→ **EXERCISE REQUIREMENTS**: In the material below, the required lines run from the one containing "Where can you see the man's hair?" through the one containing "Where can you see the jacket". Copy those lines exactly, ends included, and nothing else.

BEGIN

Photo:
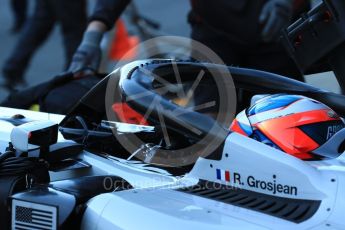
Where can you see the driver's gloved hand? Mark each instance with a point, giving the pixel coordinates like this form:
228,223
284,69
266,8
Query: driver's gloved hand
275,16
88,54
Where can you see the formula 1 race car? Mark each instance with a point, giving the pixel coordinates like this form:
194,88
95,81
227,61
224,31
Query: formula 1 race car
111,165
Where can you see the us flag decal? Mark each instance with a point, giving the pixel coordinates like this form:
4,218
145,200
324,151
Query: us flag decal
28,216
223,175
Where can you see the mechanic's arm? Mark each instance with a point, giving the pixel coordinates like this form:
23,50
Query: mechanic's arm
88,54
275,15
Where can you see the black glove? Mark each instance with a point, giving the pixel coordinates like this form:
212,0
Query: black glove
275,16
88,54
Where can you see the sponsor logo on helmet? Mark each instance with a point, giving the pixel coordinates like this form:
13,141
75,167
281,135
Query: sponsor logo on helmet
332,114
333,129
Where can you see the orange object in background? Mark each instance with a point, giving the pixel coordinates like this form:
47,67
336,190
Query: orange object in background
123,44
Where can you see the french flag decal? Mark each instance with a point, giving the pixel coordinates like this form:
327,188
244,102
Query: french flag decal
223,175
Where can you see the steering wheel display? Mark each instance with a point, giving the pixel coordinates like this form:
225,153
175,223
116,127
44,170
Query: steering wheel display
144,86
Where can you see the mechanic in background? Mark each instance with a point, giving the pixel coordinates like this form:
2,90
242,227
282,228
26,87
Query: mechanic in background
243,33
72,16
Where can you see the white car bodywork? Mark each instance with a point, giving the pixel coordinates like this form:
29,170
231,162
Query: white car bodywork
157,201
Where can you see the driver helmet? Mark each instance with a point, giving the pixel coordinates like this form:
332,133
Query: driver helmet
294,124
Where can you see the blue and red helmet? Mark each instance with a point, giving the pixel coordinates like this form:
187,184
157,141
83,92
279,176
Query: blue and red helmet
294,124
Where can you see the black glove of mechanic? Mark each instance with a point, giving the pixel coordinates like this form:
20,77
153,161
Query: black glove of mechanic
275,16
88,54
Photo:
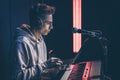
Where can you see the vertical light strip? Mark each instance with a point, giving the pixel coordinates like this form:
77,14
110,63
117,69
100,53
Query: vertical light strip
77,23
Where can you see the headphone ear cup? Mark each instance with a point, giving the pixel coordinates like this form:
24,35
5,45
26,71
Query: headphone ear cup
39,23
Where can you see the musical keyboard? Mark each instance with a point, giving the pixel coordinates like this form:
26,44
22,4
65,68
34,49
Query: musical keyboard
83,71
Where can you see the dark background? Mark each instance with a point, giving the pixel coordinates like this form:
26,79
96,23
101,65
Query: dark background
96,15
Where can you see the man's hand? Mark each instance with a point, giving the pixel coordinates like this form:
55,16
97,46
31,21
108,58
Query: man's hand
53,62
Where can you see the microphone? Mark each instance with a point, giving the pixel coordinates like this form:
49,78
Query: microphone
86,32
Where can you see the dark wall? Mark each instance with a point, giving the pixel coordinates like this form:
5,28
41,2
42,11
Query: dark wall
96,15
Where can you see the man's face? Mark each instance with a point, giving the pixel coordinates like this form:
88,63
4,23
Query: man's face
47,26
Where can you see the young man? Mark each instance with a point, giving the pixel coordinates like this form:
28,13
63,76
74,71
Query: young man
29,56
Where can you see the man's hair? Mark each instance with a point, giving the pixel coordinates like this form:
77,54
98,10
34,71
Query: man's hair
38,12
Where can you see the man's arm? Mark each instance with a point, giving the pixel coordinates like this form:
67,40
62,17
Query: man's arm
22,70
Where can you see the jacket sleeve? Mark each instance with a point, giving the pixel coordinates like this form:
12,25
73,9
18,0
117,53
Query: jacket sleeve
22,71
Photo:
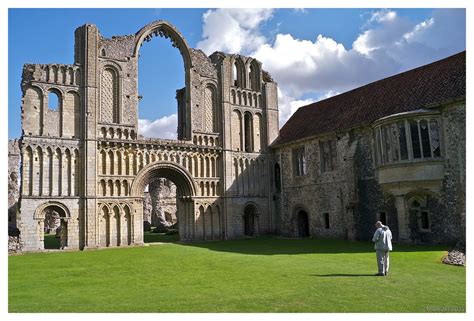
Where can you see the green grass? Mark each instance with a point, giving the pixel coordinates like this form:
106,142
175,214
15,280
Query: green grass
150,237
255,275
51,242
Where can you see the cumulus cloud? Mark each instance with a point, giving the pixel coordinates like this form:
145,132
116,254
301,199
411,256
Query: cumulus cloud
388,44
164,127
233,30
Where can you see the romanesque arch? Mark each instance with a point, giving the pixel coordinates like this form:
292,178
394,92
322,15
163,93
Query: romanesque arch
164,29
89,156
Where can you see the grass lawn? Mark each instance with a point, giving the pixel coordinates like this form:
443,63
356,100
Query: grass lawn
51,242
150,237
256,275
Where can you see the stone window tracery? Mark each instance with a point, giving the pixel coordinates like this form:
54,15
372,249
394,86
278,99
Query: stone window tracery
408,140
299,161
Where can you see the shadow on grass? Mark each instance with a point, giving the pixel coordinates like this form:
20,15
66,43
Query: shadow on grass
51,242
273,245
150,237
341,275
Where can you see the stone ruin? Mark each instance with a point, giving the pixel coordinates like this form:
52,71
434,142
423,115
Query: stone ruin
159,206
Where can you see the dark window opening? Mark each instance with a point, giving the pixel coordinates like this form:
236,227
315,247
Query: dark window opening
415,139
277,177
383,218
326,221
299,161
425,138
53,101
402,137
425,221
303,224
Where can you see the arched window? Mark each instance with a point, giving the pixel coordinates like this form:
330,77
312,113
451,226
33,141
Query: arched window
248,129
277,177
109,96
303,224
250,220
210,110
54,102
238,75
254,76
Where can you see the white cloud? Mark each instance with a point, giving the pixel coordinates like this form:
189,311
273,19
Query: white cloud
233,30
388,44
164,127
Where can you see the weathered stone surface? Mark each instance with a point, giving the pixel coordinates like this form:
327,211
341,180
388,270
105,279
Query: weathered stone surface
456,256
13,181
14,244
86,161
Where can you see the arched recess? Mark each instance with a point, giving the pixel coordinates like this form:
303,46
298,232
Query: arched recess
72,114
165,29
109,95
254,76
211,112
185,191
185,186
33,107
250,219
238,72
302,221
64,217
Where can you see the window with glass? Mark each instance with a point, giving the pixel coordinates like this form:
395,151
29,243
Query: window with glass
408,140
299,161
327,150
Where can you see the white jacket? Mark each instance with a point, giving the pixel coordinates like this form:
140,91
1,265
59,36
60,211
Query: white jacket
383,239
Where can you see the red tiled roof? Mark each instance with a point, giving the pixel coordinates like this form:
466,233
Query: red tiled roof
435,83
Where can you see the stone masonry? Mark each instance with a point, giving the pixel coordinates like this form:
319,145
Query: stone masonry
84,160
393,150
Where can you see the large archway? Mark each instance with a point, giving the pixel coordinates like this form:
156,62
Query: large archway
164,29
53,219
185,191
302,223
250,220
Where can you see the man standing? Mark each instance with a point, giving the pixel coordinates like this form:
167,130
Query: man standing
383,245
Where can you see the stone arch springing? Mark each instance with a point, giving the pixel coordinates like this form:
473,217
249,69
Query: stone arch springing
238,72
164,29
64,217
127,224
301,221
254,76
250,219
237,130
248,132
103,234
211,112
109,95
116,226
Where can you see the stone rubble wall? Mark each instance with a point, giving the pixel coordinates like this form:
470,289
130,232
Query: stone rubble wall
159,206
13,180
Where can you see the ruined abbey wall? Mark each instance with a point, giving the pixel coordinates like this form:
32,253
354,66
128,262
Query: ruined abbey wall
84,159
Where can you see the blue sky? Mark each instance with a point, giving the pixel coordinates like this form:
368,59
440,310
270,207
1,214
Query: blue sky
311,53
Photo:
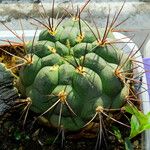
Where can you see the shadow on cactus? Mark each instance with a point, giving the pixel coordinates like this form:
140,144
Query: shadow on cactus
75,75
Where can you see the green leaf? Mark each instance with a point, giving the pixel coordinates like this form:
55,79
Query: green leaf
128,144
117,133
139,121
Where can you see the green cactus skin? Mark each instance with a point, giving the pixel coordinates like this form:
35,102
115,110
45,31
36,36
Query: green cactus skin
8,93
71,75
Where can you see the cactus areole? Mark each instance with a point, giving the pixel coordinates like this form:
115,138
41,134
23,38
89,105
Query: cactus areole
72,74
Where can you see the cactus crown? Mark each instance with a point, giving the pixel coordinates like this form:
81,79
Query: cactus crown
74,71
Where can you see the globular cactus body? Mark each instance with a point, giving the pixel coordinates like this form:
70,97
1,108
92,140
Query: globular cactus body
72,75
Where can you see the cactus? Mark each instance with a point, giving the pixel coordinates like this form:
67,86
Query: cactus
8,93
71,74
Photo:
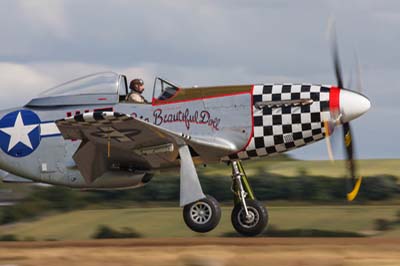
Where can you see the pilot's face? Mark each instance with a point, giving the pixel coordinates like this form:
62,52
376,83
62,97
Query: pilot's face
140,88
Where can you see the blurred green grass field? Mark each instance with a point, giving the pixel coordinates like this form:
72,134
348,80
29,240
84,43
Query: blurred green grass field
312,168
168,222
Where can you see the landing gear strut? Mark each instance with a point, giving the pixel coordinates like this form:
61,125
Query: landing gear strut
249,217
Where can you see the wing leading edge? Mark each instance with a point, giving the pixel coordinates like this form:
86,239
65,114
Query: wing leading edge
111,138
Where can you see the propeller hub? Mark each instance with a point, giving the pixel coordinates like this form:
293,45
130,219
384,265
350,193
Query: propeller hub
352,105
346,105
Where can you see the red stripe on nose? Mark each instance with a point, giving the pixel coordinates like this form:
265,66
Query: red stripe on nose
334,96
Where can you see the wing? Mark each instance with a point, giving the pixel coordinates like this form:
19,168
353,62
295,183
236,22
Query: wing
114,140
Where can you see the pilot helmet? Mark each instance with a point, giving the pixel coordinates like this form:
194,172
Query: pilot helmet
134,82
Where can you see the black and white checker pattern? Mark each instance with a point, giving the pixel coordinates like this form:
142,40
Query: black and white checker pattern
279,129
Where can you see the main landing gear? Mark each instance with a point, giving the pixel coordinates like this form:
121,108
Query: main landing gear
249,217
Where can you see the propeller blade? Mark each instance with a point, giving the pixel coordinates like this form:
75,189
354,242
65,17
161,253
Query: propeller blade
359,85
336,59
355,183
328,140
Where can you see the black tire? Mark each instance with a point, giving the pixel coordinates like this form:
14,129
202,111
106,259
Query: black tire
258,222
205,221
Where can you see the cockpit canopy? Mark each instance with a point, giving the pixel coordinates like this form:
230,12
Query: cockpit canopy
99,88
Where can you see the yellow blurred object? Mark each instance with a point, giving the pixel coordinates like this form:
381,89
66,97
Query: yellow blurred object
352,195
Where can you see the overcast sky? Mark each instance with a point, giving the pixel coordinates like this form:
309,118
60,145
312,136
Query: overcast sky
46,42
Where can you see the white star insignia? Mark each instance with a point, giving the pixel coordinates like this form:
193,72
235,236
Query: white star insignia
19,133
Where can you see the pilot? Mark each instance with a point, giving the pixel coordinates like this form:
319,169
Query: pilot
137,88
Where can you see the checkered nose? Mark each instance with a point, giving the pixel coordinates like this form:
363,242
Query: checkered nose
352,105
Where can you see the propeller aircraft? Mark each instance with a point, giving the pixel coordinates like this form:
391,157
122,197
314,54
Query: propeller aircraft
83,134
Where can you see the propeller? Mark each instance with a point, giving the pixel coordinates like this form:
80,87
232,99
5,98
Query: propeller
353,183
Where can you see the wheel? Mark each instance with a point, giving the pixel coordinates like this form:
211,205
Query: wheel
203,215
257,221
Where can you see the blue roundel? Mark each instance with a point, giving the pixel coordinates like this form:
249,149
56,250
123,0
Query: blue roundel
20,133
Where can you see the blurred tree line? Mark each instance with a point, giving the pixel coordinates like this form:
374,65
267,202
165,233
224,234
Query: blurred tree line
267,187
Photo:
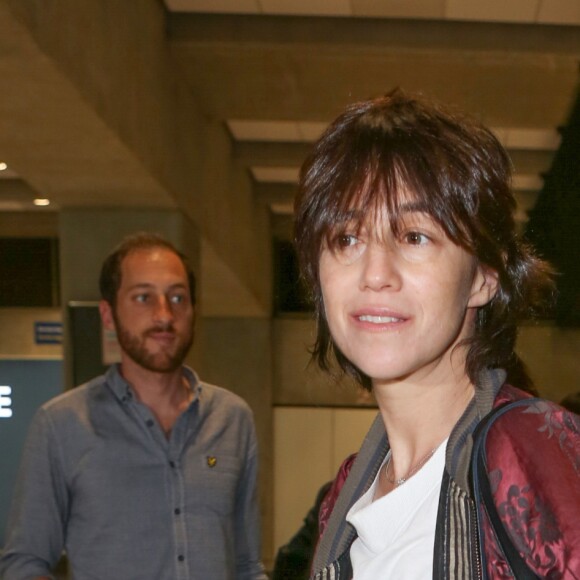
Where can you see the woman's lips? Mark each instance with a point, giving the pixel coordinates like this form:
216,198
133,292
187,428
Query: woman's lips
378,319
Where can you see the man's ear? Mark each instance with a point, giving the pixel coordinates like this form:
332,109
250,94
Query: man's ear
107,318
484,287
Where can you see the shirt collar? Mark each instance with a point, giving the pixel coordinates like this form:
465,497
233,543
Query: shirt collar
124,393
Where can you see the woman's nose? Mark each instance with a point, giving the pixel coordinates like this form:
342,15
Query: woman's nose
380,268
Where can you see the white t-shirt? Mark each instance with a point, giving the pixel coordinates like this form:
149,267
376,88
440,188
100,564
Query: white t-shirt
396,533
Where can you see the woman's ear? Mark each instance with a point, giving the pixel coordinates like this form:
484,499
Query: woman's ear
484,287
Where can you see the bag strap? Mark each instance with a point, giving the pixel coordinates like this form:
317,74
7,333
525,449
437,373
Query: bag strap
483,494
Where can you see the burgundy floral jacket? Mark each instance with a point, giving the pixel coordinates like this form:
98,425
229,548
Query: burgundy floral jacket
533,458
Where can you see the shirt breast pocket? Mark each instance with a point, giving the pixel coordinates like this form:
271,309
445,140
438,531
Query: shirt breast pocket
214,483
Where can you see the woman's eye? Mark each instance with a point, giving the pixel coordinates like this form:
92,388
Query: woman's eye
416,238
346,240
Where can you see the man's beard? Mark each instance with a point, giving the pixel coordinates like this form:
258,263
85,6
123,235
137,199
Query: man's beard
161,362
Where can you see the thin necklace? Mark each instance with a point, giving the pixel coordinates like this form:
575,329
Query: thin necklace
399,481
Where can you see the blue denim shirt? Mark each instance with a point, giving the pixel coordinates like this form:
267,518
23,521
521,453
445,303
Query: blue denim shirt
100,480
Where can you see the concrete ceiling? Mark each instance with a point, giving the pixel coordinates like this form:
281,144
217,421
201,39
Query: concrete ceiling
275,72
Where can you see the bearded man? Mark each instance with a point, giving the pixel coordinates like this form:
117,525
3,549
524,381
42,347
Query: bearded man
145,472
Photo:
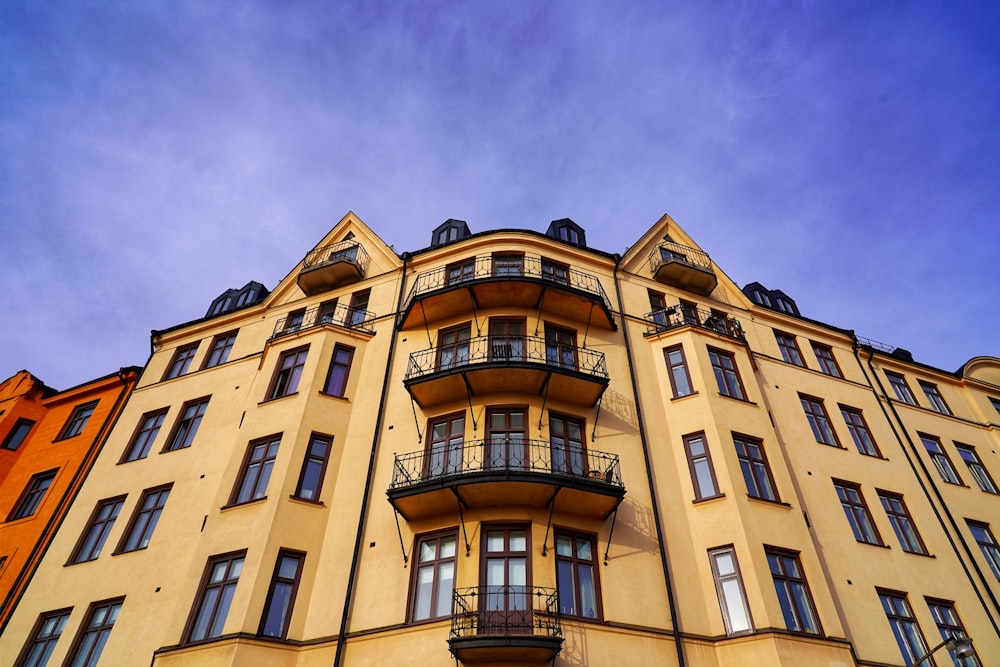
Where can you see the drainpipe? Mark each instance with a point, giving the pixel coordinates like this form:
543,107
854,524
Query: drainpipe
649,475
376,438
880,394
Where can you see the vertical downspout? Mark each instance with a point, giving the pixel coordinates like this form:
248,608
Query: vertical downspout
376,437
923,486
675,620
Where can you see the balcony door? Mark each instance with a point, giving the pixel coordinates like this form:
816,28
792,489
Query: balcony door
505,602
507,438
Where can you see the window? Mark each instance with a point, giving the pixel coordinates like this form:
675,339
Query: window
976,467
181,361
680,380
819,421
143,439
219,352
340,366
904,626
858,429
433,577
793,593
187,426
208,616
17,434
281,596
140,528
756,472
94,633
949,625
857,513
313,468
934,397
726,375
78,420
902,389
987,544
33,494
96,533
902,524
577,576
43,639
256,471
827,362
286,379
729,587
940,458
789,348
700,465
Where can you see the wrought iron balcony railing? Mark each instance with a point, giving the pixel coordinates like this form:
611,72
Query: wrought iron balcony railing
506,456
341,315
681,315
506,350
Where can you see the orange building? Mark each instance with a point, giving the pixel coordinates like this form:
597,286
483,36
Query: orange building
48,442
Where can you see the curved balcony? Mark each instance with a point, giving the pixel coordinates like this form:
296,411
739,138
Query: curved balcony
687,268
492,472
500,364
505,624
332,266
502,281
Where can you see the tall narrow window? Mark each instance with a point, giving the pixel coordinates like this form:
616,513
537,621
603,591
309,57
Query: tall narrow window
340,367
904,626
281,596
181,362
729,588
940,458
147,513
827,362
187,426
858,428
78,420
700,465
756,471
976,467
218,354
819,421
215,595
142,441
96,533
433,577
856,510
577,576
726,375
313,468
987,544
43,639
789,348
286,377
256,471
793,592
899,386
902,524
680,380
33,494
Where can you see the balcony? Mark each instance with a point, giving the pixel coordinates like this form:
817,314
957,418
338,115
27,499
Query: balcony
331,266
506,364
492,472
687,268
340,316
495,281
505,624
682,315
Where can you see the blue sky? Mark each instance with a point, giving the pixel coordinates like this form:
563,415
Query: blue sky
153,155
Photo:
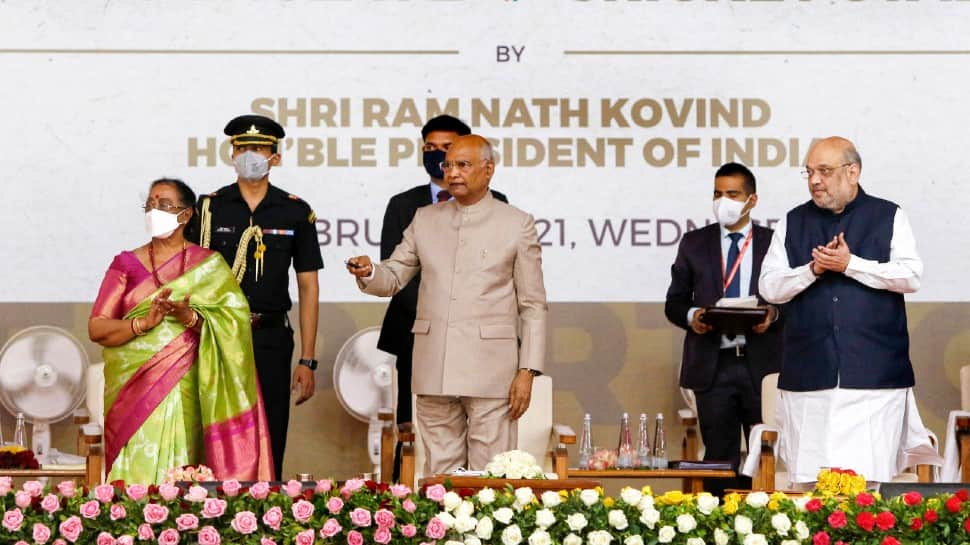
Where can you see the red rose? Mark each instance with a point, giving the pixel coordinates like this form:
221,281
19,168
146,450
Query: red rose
866,520
912,498
885,520
837,519
864,499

END

→ **RESULT**:
Where can you see the man's hair? Mark each instance with a point, giving the pixel coordinates like this form:
77,54
98,10
34,71
Query: man's hair
38,12
Where can you see the man's arm? Mark each instance with a point, giving the pixel coordinates like this form:
67,40
62,17
Query: man's arm
22,70
Where can you see the jacket sleeve? Mark each instance with a point, giving the pixel coordinates like this form:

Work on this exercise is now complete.